• **Source text**
──────────────────────────────
Eddie "The Knoxville Bear" Taylor

PoolBum

Ace in the side.
Silver Member
Fantastic video! Even way past his prime you can tell what a great player Taylor was.
 

greyghost

Coast to Coast
Silver Member
Fantastic video! Even way past his prime you can tell what a great player Taylor was.



I was at his last birthday....Grady and randi rang me and invited me as it was not far from where I was going to school. There were probably players there I didn’t even know who they were lone kid in the joint and old as dirt still smiling thickest coke bottle glasses I ever seen and there’s Eddie teaching me some really great banks and zipping them in.

5/6 months later he was gone. Believe around fall of 2004 or 05


Sent from my iPhone using Tapatalk
 

ibuycues

I Love Box Cues
Silver Member
Great video, thanks Max Eberle

EDDIE TAYLOR | 1993 BCA HOF Banquet, The Legends of Pool, Bank Lessons, Trick Shots & Pool Stories



https://www.youtube.com/watch?v=IcFgsP-u7vA

One of the most enjoyable videos I have watched in a long time.
Thank you Max Eberle and thank you Shayne87.

Damn, what a player Eddie was!
And what a thorough gentleman!
You clearly can see how respected he was, but also how respectful he was of others.
──────────────────────────────
• **Entries from a pointing dataset**
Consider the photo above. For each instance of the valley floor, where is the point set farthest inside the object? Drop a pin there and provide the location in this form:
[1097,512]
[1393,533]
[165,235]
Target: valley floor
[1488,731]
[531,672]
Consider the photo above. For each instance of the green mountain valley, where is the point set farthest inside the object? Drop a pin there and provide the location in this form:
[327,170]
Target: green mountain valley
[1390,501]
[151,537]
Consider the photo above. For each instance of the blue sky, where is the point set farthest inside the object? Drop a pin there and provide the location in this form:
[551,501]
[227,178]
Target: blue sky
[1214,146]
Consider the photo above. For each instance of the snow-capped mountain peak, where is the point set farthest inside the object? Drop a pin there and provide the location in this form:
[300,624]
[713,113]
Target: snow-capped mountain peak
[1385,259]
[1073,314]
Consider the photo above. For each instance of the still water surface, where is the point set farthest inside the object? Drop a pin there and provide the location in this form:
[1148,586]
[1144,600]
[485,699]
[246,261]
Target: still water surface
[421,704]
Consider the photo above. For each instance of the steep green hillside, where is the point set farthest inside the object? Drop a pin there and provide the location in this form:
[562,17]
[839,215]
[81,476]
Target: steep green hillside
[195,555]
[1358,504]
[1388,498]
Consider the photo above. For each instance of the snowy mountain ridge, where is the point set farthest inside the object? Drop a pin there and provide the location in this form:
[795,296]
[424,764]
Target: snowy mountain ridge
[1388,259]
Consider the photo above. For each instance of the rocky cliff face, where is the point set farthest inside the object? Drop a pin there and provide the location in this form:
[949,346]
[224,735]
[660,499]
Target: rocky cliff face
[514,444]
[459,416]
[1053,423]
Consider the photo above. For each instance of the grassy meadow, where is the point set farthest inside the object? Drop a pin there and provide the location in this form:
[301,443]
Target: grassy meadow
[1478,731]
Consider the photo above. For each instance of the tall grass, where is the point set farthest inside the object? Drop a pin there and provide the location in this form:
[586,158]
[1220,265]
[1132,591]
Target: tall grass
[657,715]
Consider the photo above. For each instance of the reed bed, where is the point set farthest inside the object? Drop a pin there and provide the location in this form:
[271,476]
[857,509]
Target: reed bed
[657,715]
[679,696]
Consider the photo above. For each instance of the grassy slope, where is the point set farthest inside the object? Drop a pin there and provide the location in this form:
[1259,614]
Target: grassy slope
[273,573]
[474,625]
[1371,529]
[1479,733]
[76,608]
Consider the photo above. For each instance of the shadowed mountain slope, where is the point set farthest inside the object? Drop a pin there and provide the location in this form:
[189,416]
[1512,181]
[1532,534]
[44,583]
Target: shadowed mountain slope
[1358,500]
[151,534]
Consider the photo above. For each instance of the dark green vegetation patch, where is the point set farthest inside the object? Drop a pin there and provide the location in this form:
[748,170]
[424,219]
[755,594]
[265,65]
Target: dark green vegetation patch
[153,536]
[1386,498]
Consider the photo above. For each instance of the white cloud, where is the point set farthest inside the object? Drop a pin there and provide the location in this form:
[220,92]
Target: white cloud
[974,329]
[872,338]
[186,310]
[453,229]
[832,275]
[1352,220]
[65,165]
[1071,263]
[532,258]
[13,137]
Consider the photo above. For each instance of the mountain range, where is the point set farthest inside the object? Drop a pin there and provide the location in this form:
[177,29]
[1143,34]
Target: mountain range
──────────────────────────────
• **Set exercise 1**
In the Eddie Taylor forum thread, retype the passage starting at "Ace in the side." and ending at "zipping them in.".
• **Set exercise 2**
According to the Eddie Taylor forum thread, how did the poster come to attend Taylor's last birthday?
These records have no connection to the text.

• **Complete answer 1**
Ace in the side.
Silver Member
Fantastic video! Even way past his prime you can tell what a great player Taylor was.
 

greyghost

Coast to Coast
Silver Member
Fantastic video! Even way past his prime you can tell what a great player Taylor was.



I was at his last birthday....Grady and randi rang me and invited me as it was not far from where I was going to school. There were probably players there I didn’t even know who they were lone kid in the joint and old as dirt still smiling thickest coke bottle glasses I ever seen and there’s Eddie teaching me some really great banks and zipping them in.

• **Complete answer 2**
Grady and Randi called and invited the poster. The party was not far from where the poster was going to school.